Data items:
####################

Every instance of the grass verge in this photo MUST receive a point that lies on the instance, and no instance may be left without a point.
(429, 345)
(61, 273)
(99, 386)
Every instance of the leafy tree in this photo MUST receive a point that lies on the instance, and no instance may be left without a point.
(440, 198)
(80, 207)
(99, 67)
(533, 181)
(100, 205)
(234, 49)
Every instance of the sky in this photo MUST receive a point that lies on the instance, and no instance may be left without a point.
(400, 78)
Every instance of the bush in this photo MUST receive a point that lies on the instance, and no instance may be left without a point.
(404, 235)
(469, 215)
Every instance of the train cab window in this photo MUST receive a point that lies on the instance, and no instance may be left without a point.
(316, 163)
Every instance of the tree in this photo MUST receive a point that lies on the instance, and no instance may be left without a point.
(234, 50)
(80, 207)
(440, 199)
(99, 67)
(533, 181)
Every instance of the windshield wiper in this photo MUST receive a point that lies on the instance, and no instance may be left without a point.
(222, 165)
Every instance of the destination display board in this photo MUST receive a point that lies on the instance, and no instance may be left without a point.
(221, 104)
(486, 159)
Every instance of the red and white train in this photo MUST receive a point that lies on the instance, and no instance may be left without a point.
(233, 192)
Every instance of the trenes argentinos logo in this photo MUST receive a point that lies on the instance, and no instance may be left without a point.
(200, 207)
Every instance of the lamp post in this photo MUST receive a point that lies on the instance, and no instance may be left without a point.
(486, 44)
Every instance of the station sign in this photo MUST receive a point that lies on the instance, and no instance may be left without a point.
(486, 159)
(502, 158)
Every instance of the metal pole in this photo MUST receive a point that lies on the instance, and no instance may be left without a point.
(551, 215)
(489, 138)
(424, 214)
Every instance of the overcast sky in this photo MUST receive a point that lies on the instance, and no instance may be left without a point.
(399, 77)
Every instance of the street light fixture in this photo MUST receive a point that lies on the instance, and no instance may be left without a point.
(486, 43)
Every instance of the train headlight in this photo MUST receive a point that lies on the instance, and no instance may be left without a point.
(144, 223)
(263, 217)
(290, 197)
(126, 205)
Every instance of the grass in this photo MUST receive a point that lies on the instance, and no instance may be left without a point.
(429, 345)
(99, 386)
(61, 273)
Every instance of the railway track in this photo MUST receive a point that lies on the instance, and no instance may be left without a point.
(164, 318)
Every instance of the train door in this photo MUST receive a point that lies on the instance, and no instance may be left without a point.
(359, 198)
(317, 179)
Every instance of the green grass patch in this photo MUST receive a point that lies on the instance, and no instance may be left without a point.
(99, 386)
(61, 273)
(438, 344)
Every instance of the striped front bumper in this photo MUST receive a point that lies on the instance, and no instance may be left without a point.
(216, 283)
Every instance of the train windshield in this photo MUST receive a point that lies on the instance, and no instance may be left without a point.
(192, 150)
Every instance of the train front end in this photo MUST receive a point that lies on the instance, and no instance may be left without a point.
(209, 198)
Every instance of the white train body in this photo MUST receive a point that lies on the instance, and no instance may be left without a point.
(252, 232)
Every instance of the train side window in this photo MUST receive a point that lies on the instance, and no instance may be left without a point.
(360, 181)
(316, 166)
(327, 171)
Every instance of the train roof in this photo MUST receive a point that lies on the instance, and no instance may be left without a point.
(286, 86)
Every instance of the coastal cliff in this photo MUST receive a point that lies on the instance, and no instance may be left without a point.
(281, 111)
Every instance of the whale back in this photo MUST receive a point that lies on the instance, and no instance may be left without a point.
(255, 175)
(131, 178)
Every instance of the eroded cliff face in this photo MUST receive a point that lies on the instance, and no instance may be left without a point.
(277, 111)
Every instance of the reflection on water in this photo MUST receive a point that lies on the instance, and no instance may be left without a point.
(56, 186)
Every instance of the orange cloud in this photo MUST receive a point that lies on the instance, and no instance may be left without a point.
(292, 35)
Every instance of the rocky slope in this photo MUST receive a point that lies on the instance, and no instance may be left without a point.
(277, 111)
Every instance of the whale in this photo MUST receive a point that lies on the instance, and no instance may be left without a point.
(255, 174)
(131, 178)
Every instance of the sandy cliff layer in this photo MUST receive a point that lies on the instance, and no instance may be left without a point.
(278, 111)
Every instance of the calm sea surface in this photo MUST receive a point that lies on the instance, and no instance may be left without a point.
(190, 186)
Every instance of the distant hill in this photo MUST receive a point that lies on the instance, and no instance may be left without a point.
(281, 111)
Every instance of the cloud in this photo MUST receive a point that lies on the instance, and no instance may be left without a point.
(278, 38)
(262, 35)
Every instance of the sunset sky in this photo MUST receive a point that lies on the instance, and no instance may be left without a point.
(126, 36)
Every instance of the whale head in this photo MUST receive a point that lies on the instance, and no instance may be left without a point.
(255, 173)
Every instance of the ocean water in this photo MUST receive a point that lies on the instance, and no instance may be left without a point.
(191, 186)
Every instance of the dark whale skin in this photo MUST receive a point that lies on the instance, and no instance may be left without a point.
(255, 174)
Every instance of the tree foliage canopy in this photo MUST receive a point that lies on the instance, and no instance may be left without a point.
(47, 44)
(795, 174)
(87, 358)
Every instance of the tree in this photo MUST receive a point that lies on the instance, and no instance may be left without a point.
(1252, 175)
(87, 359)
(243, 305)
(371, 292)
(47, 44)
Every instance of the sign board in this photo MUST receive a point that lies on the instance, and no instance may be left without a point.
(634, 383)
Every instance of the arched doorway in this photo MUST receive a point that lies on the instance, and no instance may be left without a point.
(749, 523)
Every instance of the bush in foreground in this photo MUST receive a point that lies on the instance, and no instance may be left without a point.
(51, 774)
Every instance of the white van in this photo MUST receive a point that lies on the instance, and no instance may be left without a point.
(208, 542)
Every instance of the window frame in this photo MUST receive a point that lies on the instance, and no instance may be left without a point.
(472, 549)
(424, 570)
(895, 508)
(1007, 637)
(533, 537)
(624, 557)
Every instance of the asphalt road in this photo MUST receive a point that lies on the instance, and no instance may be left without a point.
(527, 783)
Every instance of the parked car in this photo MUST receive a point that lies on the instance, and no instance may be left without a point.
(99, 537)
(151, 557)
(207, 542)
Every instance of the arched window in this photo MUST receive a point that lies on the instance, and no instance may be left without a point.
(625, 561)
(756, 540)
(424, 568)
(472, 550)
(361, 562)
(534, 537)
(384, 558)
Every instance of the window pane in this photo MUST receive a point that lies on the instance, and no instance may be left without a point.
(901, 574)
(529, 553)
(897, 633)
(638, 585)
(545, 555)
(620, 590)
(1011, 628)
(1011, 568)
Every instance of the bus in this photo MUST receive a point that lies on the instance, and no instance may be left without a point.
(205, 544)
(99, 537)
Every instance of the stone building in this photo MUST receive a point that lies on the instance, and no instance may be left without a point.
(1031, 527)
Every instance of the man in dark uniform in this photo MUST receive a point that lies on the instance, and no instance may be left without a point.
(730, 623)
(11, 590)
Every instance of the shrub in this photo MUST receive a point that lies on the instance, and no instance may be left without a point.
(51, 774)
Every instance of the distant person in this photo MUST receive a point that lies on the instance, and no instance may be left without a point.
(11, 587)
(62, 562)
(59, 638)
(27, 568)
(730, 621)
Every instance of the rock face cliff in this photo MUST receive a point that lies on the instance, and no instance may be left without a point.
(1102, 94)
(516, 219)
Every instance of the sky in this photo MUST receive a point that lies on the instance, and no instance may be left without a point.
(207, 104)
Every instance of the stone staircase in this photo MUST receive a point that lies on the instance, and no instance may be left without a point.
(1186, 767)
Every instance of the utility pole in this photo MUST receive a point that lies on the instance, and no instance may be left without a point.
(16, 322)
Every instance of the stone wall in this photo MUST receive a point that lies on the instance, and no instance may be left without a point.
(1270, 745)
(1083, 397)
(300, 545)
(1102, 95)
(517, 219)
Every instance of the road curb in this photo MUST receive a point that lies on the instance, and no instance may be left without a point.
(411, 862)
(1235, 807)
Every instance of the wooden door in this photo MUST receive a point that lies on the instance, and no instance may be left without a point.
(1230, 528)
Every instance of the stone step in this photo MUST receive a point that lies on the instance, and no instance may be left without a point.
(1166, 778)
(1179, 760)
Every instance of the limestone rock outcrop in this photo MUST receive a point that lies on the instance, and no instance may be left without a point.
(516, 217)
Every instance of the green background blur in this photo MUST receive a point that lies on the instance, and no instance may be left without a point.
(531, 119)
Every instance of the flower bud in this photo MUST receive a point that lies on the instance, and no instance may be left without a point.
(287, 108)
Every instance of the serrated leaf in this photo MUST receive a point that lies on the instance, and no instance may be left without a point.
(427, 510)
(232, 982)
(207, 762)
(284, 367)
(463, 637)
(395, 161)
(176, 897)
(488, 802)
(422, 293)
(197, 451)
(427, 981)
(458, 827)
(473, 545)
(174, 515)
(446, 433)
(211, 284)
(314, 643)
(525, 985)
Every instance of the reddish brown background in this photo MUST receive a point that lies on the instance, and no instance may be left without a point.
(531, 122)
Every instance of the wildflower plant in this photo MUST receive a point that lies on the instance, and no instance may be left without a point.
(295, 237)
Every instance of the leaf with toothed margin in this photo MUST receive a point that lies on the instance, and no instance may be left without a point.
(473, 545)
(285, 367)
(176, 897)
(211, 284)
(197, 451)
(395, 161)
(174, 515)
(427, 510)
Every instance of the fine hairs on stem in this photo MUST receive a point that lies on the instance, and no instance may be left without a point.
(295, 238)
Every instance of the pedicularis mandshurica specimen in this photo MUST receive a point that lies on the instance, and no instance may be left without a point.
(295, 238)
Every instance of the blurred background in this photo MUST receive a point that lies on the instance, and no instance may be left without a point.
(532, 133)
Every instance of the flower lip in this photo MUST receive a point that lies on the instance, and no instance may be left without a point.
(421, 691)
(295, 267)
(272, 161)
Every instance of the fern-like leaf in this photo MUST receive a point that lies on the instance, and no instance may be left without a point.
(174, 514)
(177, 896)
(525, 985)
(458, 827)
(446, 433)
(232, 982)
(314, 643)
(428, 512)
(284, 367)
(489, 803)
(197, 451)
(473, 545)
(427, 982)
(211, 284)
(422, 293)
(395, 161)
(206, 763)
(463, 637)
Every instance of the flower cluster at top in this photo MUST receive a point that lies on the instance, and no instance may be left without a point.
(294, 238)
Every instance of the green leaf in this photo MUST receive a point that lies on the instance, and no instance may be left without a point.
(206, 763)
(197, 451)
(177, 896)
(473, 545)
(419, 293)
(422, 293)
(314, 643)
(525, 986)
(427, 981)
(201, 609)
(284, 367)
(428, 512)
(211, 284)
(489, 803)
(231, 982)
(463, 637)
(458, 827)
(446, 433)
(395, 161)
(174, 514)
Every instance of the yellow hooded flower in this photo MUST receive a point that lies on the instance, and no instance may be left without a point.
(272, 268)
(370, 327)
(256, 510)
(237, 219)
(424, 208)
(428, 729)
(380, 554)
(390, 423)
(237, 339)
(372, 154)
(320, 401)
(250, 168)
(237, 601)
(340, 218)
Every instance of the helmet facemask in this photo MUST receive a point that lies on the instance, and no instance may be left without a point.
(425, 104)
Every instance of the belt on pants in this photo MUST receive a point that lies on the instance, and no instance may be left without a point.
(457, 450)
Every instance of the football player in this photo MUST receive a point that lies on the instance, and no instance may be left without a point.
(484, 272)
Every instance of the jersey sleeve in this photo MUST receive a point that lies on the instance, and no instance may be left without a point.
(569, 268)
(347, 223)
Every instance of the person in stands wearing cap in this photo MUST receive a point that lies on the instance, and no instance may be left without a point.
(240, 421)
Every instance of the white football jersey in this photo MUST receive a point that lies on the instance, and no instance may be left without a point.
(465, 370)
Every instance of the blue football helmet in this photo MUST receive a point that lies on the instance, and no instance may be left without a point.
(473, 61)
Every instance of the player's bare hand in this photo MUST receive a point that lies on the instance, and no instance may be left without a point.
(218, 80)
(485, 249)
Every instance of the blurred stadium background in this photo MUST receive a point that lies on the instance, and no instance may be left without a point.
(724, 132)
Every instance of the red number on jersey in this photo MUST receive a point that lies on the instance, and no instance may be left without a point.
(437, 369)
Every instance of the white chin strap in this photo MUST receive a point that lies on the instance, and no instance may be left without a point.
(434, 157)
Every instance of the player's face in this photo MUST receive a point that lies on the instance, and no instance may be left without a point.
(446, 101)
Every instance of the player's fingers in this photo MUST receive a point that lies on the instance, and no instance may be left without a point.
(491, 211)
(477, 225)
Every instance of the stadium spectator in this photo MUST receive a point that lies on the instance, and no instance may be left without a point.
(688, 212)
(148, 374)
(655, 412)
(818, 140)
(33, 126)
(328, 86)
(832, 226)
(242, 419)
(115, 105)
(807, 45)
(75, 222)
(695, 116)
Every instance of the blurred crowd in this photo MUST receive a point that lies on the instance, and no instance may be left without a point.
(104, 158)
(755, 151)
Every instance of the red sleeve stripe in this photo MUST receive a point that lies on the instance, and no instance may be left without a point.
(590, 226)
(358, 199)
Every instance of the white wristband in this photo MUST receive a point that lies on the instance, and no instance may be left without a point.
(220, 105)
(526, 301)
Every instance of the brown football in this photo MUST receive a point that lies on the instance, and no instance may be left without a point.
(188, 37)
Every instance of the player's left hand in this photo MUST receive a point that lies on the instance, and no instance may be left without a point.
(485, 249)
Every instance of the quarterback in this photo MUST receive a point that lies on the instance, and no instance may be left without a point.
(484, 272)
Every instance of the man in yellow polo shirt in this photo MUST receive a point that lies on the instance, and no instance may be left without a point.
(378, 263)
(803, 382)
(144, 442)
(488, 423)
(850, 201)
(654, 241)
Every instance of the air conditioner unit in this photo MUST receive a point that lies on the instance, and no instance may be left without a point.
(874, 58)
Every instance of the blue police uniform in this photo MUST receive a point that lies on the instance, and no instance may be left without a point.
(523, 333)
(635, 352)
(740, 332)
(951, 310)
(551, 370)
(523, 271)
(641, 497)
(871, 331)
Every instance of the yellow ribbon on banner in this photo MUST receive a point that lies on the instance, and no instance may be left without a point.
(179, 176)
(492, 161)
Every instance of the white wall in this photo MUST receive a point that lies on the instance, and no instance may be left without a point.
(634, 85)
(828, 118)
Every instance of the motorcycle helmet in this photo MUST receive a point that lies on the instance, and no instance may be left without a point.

####################

EXERCISE:
Only the lines from the one that contains "Every instance of the air" to the end of the data should be output, exactly as they appear.

RESULT:
Every instance of the air conditioner unit in this photo MUST receive a point that lies on the instance, and no instance may be left without a point.
(874, 58)
Every instance of the blue police uniform in this photo MUST receive a point that lies on the instance, and no instance may be left without a point.
(523, 333)
(635, 352)
(740, 332)
(951, 310)
(551, 370)
(523, 271)
(641, 497)
(871, 331)
Every instance of the yellow ribbon on banner in this photo MUST receive a point that lies on the instance, and no instance may be left without a point.
(179, 176)
(492, 161)
Every instance of the white wall in this photo MUST receive a point that lies on the instance, and no instance may be left without a point.
(634, 85)
(828, 118)
Every instance of the motorcycle helmet in this photo MUST receive a point that lies on the instance, and no instance may be left without a point.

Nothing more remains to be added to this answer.